Page excerpt —
——
Cornelis Hendrik "Kees" Edelman (29 January 1903 – 15 May 1964) was a Dutch geologist and soil scientist who worked at the Agricultural College in Wageningen. He is credited with popularizing the use of the so-called Edelman soil auger to study soil profiles. Using studies of soil profiles he compiled a very high resolution soil-types map of the Netherlands.

Edelman was born in Rotterdam to teacher Hendrik Cornelis and Maria Catharina van Schoonneveldt. After schooling in Rotterdam he obtained a diploma in mine engineering from Delft and worked on petroleum geology briefly. He then joined as a curator at the Geological Institute of the University of Amsterdam. He examined the diffusion of heavy minerals and worked on sediment petrology for which he received a doctorate in 1933. He then became a professor of mineralogy, petrology, geology, and agroecology at the Wageningen Agricultural College where he succeeded Johan van Baren. He worked across the Netherlands with Willem A. J. Oosting until the latter's death in 1942. During the war years, while surveying in the Bommelerwaard district with students the German-made Jasmin patent soil drill that they used broke and the Lathum village smith Jan Eijkelkamp helped make a more effective substitute for them which now goes by the name of the Edelman auger. It has a diameter of about 7 cm and the handle was originally about 1.2 m, supposedly because it fit perfectly in the boot of a Volkswagen Beetle. Edelman was known for his organizational efficiency and in 1946 he was made Rector Magnificus of the Agricultural College. He organized the 4th International Soil Science Congress in Amsterdam and influenced a whole generation of soil scientists. His soil map of the Netherlands published in 1950 is considered a landmark in soil science.
——
Dataset excerpts —
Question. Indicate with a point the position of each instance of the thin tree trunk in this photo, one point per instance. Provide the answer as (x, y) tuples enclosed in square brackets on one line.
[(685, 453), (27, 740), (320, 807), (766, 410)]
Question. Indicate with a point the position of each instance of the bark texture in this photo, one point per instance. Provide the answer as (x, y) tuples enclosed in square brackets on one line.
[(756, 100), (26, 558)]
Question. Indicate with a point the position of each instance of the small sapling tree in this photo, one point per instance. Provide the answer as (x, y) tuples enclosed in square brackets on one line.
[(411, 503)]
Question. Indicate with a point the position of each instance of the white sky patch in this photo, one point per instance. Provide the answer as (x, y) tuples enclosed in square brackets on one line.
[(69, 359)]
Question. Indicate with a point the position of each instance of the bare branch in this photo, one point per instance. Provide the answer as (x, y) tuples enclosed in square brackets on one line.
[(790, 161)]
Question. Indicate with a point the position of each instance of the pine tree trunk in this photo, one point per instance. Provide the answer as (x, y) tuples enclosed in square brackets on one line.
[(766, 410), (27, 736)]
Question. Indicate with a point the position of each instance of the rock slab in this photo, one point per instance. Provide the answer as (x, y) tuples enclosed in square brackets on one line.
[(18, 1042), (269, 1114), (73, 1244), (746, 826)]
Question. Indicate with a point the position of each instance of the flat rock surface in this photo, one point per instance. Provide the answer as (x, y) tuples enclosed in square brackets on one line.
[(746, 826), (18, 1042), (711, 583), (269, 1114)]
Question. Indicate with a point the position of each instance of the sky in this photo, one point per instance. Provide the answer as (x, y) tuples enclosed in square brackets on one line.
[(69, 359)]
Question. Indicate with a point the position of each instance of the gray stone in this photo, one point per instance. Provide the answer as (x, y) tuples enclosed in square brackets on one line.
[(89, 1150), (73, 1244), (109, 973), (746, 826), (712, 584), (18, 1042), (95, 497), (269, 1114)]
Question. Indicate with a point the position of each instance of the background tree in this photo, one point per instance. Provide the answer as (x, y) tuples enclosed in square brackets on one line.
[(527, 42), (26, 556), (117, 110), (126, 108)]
——
Problem description — In the Edelman biography, who helped make the replacement for the broken Jasmin soil drill?

Solution — Jan Eijkelkamp, the Lathum village smith.